▶ Исходный текст
Однако сама еврейская учебная морская школа была открыта в Италии, в Чивитавеккии – бейтаровцы стремились создать в Европе Еврейскую морскую лигу для закупки судов и оснащения, обучения мореходному делу и спортивных тренировок будущих еврейских моряков. Отсюда «есть пошел» морской флот еврейского государства, зачинателем которого был русский морской офицер, литератор и автор множества популярных песен, халуц – капитан Арье Боевский.
Ксения Панфилова родилась в Крыму в образованной и зажиточной семье. Как во многих семьях, чувствовавших вину перед бедняками за свою благополучную и обеспеченную жизнь, в доме ее родителей царил дух гуманизма, неприятия деспотизма царской власти и церкви. Население Крыма было смешанным – татары, турки, греки, евреи, русские. Живя в такой многонациональной среде, Ксения имела возможность познакомиться с различными религиями. Особенно привлек ее иудаизм и огромное впечатление произвел сионизм, набиравший силу.

▶ Исходные данные
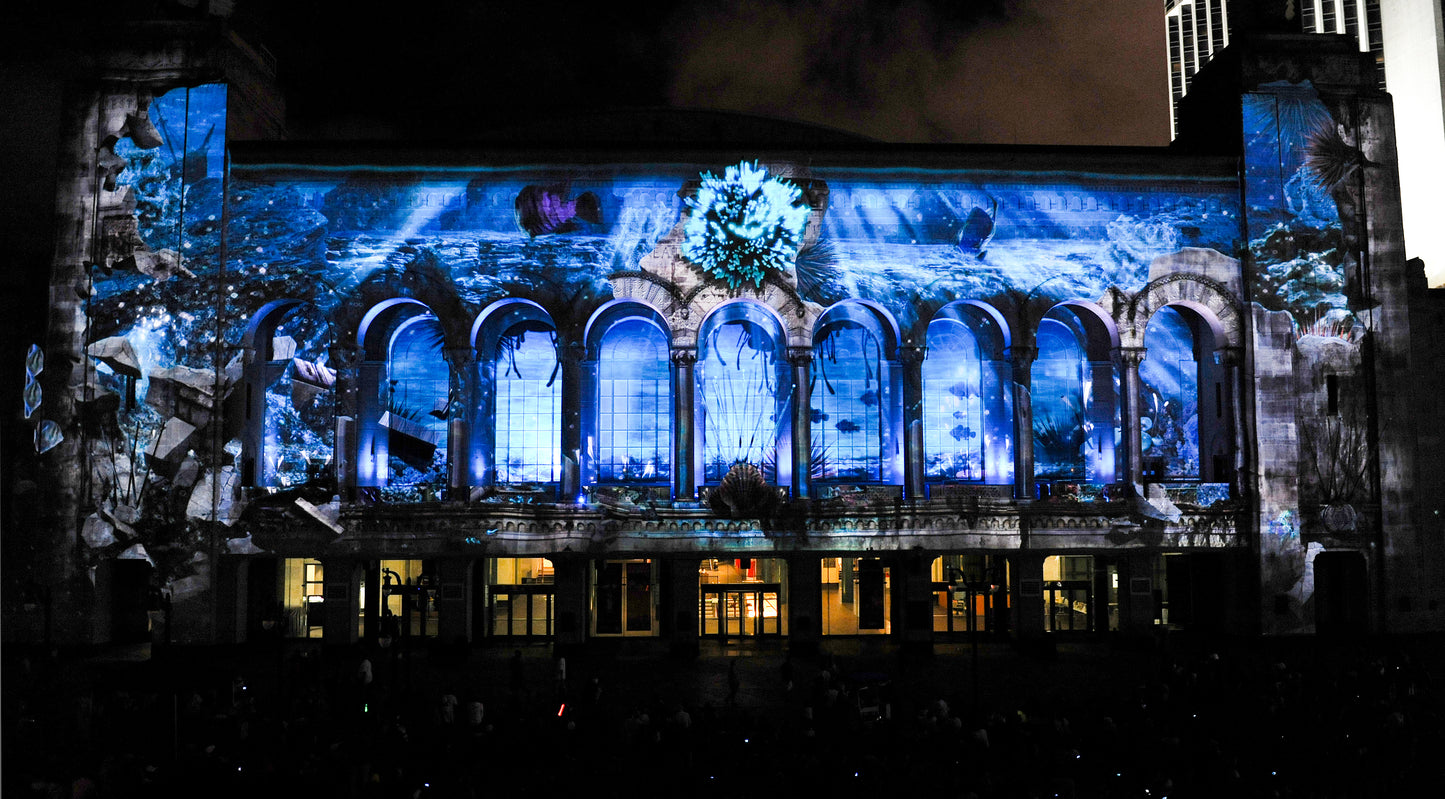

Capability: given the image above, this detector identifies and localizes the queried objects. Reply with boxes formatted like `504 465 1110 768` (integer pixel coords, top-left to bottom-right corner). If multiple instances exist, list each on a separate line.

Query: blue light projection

▶ Список заданий
a) Перепишите из исходного текста фрагмент от «Однако сама еврейская» до «капитан Арье Боевский.».
b) Ответьте на вопросы по исходному тексту:
(i) В каком итальянском городе открылась еврейская учебная морская школа?
(ii) Где родилась Ксения Панфилова?
(iii) Какое движение произвело на Ксению огромное впечатление?
c) Объясните на основании исходного текста, почему Ксения смогла познакомиться с различными религиями. Ответ должен занимать от одного до трех предложений.

▶ Полные ответы
a)
Однако сама еврейская учебная морская школа была открыта в Италии, в Чивитавеккии – бейтаровцы стремились создать в Европе Еврейскую морскую лигу для закупки судов и оснащения, обучения мореходному делу и спортивных тренировок будущих еврейских моряков. Отсюда «есть пошел» морской флот еврейского государства, зачинателем которого был русский морской офицер, литератор и автор множества популярных песен, халуц – капитан Арье Боевский.

b)
(i) В Чивитавеккии.
(ii) В Крыму.
(iii) Сионизм.

c) Ксения жила в многонациональной среде. Население Крыма было смешанным: там жили татары, турки, греки, евреи и русские. Поэтому у нее была возможность познакомиться с различными религиями.